> Exercise instructions:
Your job is to return every line in the data holding the string "ferry".

Records from a data collection:
::::

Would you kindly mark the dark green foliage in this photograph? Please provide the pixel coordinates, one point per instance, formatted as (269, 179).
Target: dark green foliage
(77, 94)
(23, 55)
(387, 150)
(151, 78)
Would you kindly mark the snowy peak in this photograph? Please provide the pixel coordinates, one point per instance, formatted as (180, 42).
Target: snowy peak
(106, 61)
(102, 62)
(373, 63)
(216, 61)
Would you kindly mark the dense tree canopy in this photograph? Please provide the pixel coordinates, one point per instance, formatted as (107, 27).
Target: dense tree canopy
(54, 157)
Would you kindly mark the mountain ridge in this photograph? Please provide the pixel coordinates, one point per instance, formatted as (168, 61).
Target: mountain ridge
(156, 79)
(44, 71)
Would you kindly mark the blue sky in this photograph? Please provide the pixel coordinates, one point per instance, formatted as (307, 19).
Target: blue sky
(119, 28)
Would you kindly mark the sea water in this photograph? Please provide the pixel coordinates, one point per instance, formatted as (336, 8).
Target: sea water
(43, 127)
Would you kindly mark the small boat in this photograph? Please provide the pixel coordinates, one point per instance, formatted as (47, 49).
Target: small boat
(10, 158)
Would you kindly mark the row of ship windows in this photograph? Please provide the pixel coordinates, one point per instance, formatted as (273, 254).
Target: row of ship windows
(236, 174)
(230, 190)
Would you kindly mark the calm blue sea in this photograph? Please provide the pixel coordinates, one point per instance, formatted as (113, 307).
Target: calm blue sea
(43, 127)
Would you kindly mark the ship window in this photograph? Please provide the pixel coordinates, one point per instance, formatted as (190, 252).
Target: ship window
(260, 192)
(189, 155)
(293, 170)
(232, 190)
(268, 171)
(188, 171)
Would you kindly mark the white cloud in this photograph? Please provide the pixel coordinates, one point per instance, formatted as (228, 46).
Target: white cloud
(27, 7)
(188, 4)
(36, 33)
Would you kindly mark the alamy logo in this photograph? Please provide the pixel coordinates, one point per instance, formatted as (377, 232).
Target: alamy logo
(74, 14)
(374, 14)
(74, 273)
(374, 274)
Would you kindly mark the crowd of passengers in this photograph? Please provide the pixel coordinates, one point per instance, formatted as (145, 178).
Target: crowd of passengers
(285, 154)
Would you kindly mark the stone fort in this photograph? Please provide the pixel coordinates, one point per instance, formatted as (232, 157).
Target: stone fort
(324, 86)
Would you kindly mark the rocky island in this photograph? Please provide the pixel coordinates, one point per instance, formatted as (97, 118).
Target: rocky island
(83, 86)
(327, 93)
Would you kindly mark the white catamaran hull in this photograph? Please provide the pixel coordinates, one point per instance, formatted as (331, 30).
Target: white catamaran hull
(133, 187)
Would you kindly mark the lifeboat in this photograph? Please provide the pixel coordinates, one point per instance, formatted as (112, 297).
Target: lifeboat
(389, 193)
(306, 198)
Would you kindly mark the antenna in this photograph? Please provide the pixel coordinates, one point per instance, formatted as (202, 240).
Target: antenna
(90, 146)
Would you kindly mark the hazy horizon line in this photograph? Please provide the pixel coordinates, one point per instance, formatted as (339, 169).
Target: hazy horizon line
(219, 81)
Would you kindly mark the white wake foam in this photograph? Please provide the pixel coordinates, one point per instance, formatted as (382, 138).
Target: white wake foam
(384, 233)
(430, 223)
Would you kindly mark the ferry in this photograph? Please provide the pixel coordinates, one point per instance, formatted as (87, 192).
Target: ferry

::::

> Completed exercise:
Would you kindly mark the ferry in this photograph? Please provide the pixel coordinates, one point per instance, formatted as (87, 192).
Target: ferry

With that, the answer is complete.